**Document segment**
I remember in my fourth of veterinary school, a small animal internal medicine professor first introduced this question. Is it possible that getting rid of all the intestinal parasites of small animals, has changed the gut flora and therefore immune function? He did not claim to know the answer. Are we really improving health by ridding dogs and cats of intestinal parasites? Yes, but maybe it’s not always that simple.
Fast forward to my daughter’s infancy.
She was allergic to EVERYTHING I ate when it passed through my milk. Everything, except turkey, rice, carrots, chard and safflower oil. She was allergic to every formula both prescription and over the counter. I ate those ingredients and breast fed her for two years. We had the best pediatric gastroenterologist and immunologist in the state of Colorado. I asked Dr. Ted Stathos, her gastroenterologist, why this was happening. He replied that it was suspected to be linked to the antibiotic use in the 1970’s. These antibiotics had changed our gut flora. Wow.
When discussing intestinal parasites with our immunologist, he said that one reason third world countries don’t have as many allergies is because they have more intestinal parasites. These intestinal parasites help regulate the immune system. There it is again. Now, I am not suggesting that we all go out and get intestinal parasites for ourselves or our dogs. Please don’t do that!
During those two years that I was trying to find something for my daughter to eat, fecal transplantation came of up several times during my visit with our pediatrician. I have also noticed that the Mayo Clinic and several children’s hospitals are starting to routinely use fecal transplants.
Last week I attended a lecture given by a veterinarian who was having great success using fecal transplantation. She has had success with everything from chronic allergies, chronic gastrointestinal disease and cancer. The good bacteria from the transplant helps improve the intestinal health of the recipient. So, I am going start offering them in my practice. I see how beneficial they could be for so many conditions. I owe it to all my patient’s to try everything.
So how does it work?
It’s insanely simple. Take fresh poop from a healthy donor and either give it to the recipient orally or rectally with an enema. Does this sound gross? Absolutely! Some patient’s will need one and some will need several transplants. I have a handful of patients that I can’t wait to try this with and I will keep you all posted!

**Records provided**
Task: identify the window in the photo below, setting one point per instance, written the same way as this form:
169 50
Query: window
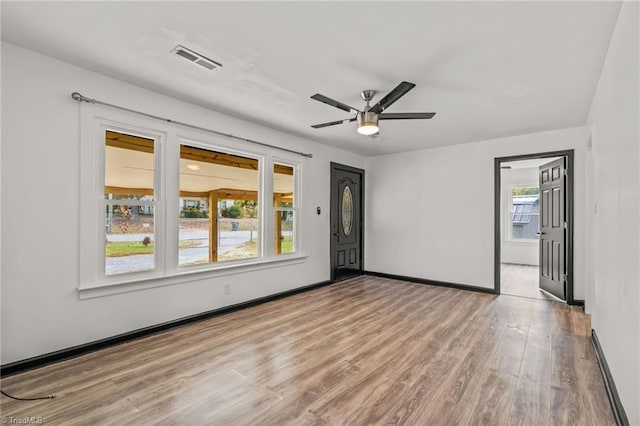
129 203
525 212
219 219
159 204
284 207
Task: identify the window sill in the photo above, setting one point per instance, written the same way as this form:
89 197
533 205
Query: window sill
521 241
185 275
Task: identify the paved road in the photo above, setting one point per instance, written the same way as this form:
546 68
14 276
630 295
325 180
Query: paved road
144 262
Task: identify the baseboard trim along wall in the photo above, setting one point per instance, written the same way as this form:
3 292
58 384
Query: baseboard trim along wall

**Required work**
Reproduce the passage of the fecal transplantation text, starting with "When discussing intestinal" and going on through "don’t do that!".

**Task result**
When discussing intestinal parasites with our immunologist, he said that one reason third world countries don’t have as many allergies is because they have more intestinal parasites. These intestinal parasites help regulate the immune system. There it is again. Now, I am not suggesting that we all go out and get intestinal parasites for ourselves or our dogs. Please don’t do that!